**Quoted passage**
SOX OFFENDERS
THE BEST BASEBALL MOVIES EVAH
One of the things that's been helping me through the baseball-less winter, besides the NESN re-runs, Hot Stove reports and stacks of European porno, has been what I call "baseball cinema." Every couple of nights, I rent a few baseball-themed movies, and over steak and beers and the constant nagging voice inside my head that begs me to re-examine this life I'm leading, I watch. For hours.
I figger that in the short space of time between the Cardinals’ victory parade and this very moment, Denton and I have watched a couple dozen baseball films. Some have been very, very good. Others, not so much. But while they’re fresh in our minds, we thought it a good time to share some of our observations.
Most Convincing Performance as a Baseball Player: Kevin Costner. Crash Davis is simply the best baseball character ever conjured [at least in my head, and that's no place you want to be], and Costner embodies him with just the right mix of moxie and damaged pride. Hell, the dude was even a convincing baseball player in Waterworld, a film in which he didn't actually portray a baseball player. He's that good.
Possibly the Best Baseball Film Ever Made: The Natural. From the moment Roy Hobbs (played by Robert Redford) strikes out “The Whammer” (Joe Don Baker looking eerily like The Babe), you just know this is gonna be good. The story is not new – over-the-hill player trying to make in the majors – but the acting is brilliant. It is the fairy-tale ending that really makes this one memorable, especially if you’re a Red Sox fan. Couldn’t you just see one of Damon’s 2004 post-season homeruns shattering the lights and making fireworks? Won’t you always think of the Schilling bloody sock when you see the red spot seeping through Hobbs’ jersey? Yeah, me too.
Possibly the Funniest Baseball Film Ever Made: Major League. End of story. If you haven’t seen it, what’s wrong with you? If you have, see it again; you’ll still laugh.
Least Convincing Performance as a Baseball Player: John Candy in Brewster's Millions. Candy as a catcher? At 280 pounds, I gotta figure squatting for nine minutes is tough enough on this guy’s knees, let alone nine innings. Unless the pitcher was throwing fresh-baked hams. Then, y’know, I could see it.

**Direction**
Decide whether each statement agrees with the baseball movies post, answering yes or no and quoting the words of the post that settle it: 1. Kevin Costner is named for the most convincing performance as a baseball player. 2. Major League is called possibly the best baseball film ever made. 3. Roy Hobbs is played by Joe Don Baker in The Natural. The data that comes next has no connection to the text.

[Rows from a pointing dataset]
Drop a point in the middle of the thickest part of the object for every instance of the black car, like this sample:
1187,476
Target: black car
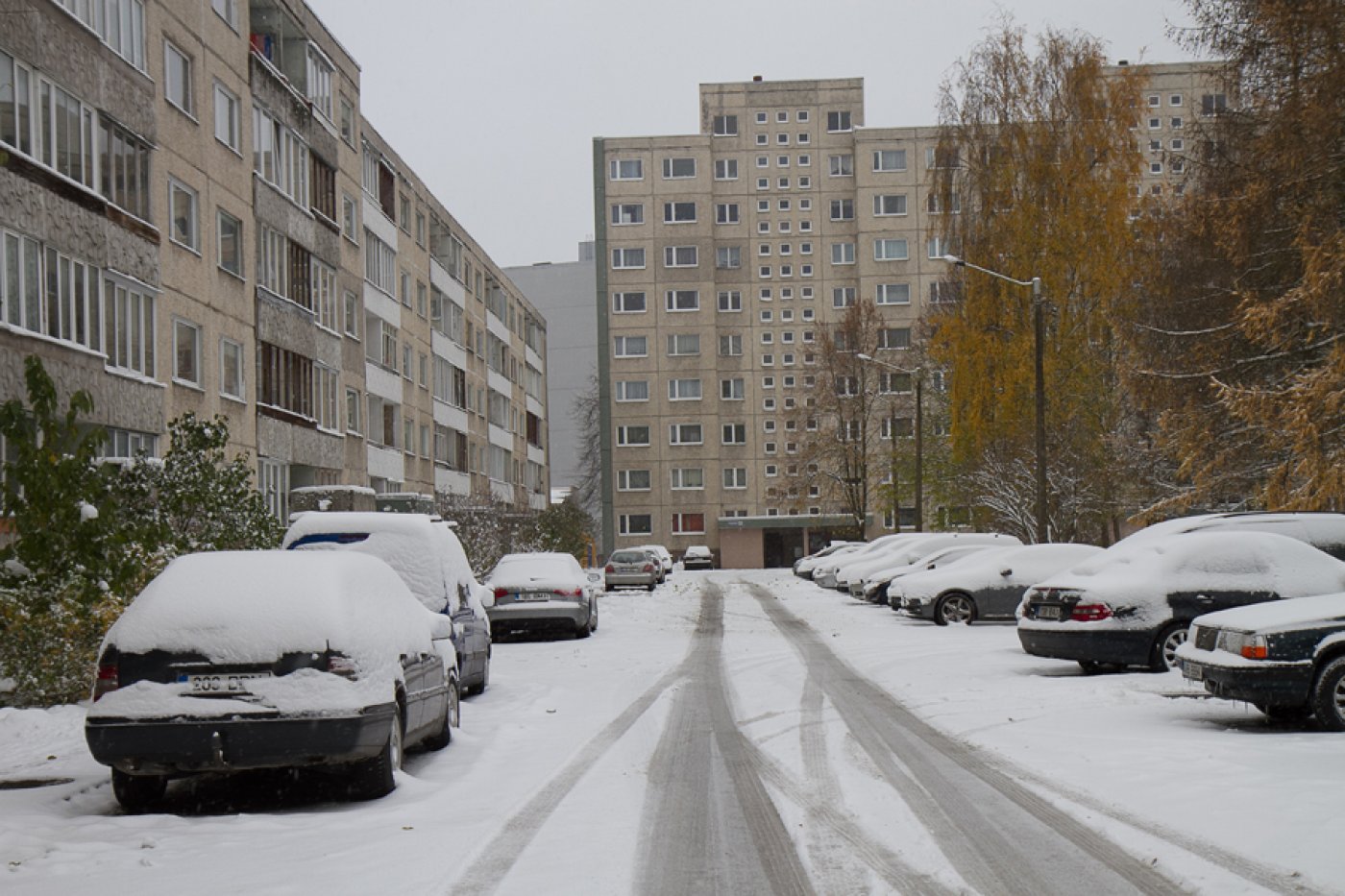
1284,658
235,661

**Reply to the task**
1. Yes: "Most Convincing Performance as a Baseball Player: Kevin Costner."
2. No: "Possibly the Best Baseball Film Ever Made: The Natural."
3. No: "Roy Hobbs (played by Robert Redford)"